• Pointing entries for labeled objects
>> begin

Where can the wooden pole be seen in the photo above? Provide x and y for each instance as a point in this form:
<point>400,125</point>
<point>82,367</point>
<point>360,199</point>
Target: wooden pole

>> end

• PROBLEM TO SOLVE
Render the material above as a JSON list of strings, with one string for each line and no blank lines.

• RESPONSE TO THIS EXERCISE
[
  "Where can the wooden pole be seen in the photo above? Provide x and y for each instance as a point in this form:",
  "<point>400,125</point>",
  "<point>82,367</point>",
  "<point>360,199</point>",
  "Target: wooden pole"
]